So you got 7K for plow that retails in the mid 6K range. Pretty sweet, I don't hide my agenda.



Pristine PM ltd;1044354 said:


> Fight Fight Fight!!!!
> 
> I know Chad, so I know this is a bit biased, but I know what he went through with that machine and the lack of support that he got. Everyone has a lemon, and I think that we can forgive sno-way for that, but the way he was treated was absolute BS, and that isn't biased, it is what it is. I buy two blades a year on average, and really did like the look of the new sno-way blades, because of how they treated Chad and the way that a few other members were dealt with, they will never see a sale from me unless they really go above and beyond.
> 
> ...


This is my last post in this thread so rip me apart guys. I'm sure you have well thought out concise arguments for all my points. I just wonder how a guy that drives a truck that has a history of eating the back end out of transfer cases and breaking the front frame, uses tractors that are cursed regularly in these parts as the support sucks, pick this particular manufacturer to attack. Yes he has the right to state his opinion but if it's going to be negative he should at least stick to known facts and not weave a tale based on assumptions and a bad temper.


----------



## plowguy43 (Jan 2, 2008)

2COR517;1044272 said:


> You can tell all that from a couple pics?

_ _ _ _

**SET EXERCISE 1**
Locate every line in the records below that contains the word "wall", and copy each of those lines.

[Coordinate annotation entries]
_ _ _ _

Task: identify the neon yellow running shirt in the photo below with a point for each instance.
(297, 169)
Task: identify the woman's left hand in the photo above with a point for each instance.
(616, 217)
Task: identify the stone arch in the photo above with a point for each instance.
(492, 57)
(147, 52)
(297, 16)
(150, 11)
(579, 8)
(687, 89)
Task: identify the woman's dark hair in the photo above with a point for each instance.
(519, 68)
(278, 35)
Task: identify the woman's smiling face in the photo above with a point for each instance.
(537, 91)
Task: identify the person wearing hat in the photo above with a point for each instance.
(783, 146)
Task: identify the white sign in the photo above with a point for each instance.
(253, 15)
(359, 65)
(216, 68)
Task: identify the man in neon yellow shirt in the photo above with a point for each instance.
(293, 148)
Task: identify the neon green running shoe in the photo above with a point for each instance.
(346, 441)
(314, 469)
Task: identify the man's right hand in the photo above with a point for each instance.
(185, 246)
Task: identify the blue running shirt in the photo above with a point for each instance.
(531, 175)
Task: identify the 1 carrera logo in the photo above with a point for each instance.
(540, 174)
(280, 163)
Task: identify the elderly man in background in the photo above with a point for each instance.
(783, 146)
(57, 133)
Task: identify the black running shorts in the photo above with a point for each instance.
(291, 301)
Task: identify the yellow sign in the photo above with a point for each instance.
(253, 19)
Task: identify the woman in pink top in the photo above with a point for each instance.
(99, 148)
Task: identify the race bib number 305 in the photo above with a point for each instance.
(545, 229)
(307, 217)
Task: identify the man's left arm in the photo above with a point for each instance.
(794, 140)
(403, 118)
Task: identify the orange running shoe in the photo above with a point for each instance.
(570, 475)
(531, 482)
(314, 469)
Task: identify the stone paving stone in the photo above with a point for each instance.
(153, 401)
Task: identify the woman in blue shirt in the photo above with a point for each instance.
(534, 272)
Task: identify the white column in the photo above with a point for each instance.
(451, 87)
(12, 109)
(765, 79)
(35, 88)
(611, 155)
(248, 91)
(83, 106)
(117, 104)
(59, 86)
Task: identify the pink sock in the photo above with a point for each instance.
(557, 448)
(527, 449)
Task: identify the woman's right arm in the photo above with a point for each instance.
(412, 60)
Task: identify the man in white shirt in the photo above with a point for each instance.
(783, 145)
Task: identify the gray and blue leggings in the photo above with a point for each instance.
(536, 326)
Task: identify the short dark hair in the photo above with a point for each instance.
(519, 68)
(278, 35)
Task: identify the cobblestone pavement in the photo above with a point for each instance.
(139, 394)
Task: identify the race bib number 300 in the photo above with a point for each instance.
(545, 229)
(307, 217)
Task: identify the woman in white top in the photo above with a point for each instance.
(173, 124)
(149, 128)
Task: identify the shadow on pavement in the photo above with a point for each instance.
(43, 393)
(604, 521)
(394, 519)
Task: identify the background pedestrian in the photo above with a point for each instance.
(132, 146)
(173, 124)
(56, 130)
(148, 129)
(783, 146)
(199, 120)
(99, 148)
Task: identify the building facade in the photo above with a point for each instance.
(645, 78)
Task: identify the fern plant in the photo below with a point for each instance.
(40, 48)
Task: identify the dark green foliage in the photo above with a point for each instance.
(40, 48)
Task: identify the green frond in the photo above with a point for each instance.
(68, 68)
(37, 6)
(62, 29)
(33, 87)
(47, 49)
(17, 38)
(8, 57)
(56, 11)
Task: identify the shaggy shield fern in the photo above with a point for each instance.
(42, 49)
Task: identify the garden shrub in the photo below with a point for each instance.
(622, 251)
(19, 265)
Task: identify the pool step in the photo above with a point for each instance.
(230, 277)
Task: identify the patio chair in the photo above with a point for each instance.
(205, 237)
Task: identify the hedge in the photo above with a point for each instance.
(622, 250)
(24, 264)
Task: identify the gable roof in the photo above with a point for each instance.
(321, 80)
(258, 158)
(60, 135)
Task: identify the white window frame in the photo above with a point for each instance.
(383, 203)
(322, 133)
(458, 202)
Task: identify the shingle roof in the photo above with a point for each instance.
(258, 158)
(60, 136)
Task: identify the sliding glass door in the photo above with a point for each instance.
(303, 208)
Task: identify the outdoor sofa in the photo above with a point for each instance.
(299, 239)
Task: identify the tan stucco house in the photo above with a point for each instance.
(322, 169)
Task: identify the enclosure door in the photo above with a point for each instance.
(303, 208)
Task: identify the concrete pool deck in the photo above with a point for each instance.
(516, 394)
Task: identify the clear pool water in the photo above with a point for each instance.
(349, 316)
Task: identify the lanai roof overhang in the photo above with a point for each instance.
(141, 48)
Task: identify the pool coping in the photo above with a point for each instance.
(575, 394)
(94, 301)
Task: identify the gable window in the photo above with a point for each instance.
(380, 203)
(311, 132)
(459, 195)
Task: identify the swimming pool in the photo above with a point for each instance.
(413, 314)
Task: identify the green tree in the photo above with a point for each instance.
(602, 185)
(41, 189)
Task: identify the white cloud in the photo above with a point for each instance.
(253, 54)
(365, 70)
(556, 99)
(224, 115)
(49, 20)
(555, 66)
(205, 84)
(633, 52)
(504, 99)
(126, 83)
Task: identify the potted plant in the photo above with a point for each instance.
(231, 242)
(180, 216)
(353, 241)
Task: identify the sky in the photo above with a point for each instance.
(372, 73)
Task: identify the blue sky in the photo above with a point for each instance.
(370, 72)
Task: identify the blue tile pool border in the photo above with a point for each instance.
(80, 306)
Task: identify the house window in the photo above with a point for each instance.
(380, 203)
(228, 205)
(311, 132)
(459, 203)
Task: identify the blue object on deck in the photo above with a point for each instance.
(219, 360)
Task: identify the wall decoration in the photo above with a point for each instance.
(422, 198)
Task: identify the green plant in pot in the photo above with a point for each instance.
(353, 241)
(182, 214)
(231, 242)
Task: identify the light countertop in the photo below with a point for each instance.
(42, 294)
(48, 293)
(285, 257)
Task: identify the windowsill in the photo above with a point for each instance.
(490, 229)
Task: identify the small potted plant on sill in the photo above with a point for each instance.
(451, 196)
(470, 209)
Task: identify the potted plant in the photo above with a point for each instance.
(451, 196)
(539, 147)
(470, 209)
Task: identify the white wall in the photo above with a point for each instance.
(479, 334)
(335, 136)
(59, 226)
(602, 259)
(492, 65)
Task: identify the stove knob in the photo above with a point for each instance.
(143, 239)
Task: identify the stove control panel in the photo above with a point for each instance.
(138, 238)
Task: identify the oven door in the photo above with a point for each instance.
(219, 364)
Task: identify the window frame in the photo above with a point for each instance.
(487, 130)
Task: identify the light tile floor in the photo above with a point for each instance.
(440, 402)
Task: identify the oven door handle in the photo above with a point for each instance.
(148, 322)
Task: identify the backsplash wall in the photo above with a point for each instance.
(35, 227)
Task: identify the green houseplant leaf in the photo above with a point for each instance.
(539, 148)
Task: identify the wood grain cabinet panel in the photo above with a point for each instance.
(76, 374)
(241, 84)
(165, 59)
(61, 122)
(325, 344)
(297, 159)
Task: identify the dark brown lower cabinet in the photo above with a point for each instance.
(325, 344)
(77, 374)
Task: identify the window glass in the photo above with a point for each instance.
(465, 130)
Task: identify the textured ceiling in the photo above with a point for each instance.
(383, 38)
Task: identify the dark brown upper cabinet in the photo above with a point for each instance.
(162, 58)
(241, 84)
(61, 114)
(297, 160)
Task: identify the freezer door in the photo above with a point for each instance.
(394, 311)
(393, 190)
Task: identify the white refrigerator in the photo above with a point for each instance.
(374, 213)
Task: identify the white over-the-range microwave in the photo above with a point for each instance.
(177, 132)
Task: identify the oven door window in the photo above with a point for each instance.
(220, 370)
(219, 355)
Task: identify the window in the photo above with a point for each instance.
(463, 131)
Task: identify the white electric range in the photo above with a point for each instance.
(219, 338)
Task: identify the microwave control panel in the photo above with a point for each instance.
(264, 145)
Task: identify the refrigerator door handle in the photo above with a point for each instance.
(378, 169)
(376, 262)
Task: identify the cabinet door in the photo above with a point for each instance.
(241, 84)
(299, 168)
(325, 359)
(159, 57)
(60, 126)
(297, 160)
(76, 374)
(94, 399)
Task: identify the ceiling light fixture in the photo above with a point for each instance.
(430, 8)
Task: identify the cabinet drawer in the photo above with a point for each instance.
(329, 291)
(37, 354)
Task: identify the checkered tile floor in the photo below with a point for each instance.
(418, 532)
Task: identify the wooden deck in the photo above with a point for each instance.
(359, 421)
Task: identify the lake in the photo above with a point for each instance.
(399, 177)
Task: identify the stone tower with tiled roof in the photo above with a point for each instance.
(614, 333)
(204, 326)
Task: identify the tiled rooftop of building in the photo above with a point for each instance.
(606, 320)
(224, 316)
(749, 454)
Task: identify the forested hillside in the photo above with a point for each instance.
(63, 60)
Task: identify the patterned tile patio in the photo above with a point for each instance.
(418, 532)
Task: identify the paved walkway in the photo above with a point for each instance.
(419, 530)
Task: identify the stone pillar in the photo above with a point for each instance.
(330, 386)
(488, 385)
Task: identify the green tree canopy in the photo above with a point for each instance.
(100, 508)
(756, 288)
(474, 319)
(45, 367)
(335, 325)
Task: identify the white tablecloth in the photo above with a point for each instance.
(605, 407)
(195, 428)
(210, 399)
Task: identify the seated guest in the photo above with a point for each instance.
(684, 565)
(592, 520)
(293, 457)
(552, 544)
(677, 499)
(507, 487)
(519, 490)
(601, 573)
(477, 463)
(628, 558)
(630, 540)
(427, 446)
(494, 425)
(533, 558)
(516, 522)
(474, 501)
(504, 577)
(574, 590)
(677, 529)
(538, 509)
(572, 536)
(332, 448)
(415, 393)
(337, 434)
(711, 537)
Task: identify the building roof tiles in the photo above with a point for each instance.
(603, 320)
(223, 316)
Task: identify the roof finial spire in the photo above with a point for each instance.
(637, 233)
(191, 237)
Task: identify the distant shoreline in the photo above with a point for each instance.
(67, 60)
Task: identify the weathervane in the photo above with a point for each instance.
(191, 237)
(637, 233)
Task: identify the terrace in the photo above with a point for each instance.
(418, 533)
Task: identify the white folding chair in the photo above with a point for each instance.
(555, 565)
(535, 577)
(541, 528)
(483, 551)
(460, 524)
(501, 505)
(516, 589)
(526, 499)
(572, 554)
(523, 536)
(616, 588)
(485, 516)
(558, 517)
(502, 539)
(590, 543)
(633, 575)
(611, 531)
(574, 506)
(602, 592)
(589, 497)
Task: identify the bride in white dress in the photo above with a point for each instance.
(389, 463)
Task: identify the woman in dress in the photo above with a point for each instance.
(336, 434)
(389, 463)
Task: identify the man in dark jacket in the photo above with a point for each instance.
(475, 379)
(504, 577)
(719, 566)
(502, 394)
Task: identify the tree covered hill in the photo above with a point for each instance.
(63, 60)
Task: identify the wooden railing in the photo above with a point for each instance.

_ _ _ _

**SET EXERCISE 2**
Continue the plow forum thread above from the point where it stops.

**FINAL ANSWER 1**
Task: identify the wall decoration in the photo above with a point for each instance.
Task: identify the white wall in the photo above with a point for each instance.
Task: identify the backsplash wall in the photo above with a point for each instance.

**FINAL ANSWER 2**
> 
> *BTW, everyone knows you had problems with your Snoway. It's kinda old at this point.*


Thats funny right there....At least I think you said that to be funny:laughing:


----------



## 2COR517 (Oct 23, 2008)

I'm glad you enjoyed it....


----------



## bhmjwp (Dec 12, 2005)

Basher, thank you for your original post. I come on here to learn and see new products. Its up to me to make my decisions and live with them. All the negatives just get annoying and takes away from the benefit of websites. I learned about down pressure on here-and have never looked back! Learned about Speedwing plows-best plows I've ever bought. I bet if I search I could find a 100 negative posts to each. If anyone wonders why the good guys and sponsors leave-this thread is a good illustration.


----------



## Triple L (Nov 1, 2005)

basher;1044292 said:


> Wrong on a few counts,
> first; they are a totally different wing, hinge, spring,etc
> .


Basher - I know you said you wouldn't post again in this thread, But since your a Snoway dealer and you will never bash snoway due to obvious reasons... Could you point on the differences in the "Totally different wing, hinge, spring, ect." With the "New" blade VS. My broke down FLAWED DESIGN Revolution for all of us :waving:


----------



## basher (Nov 13, 2004)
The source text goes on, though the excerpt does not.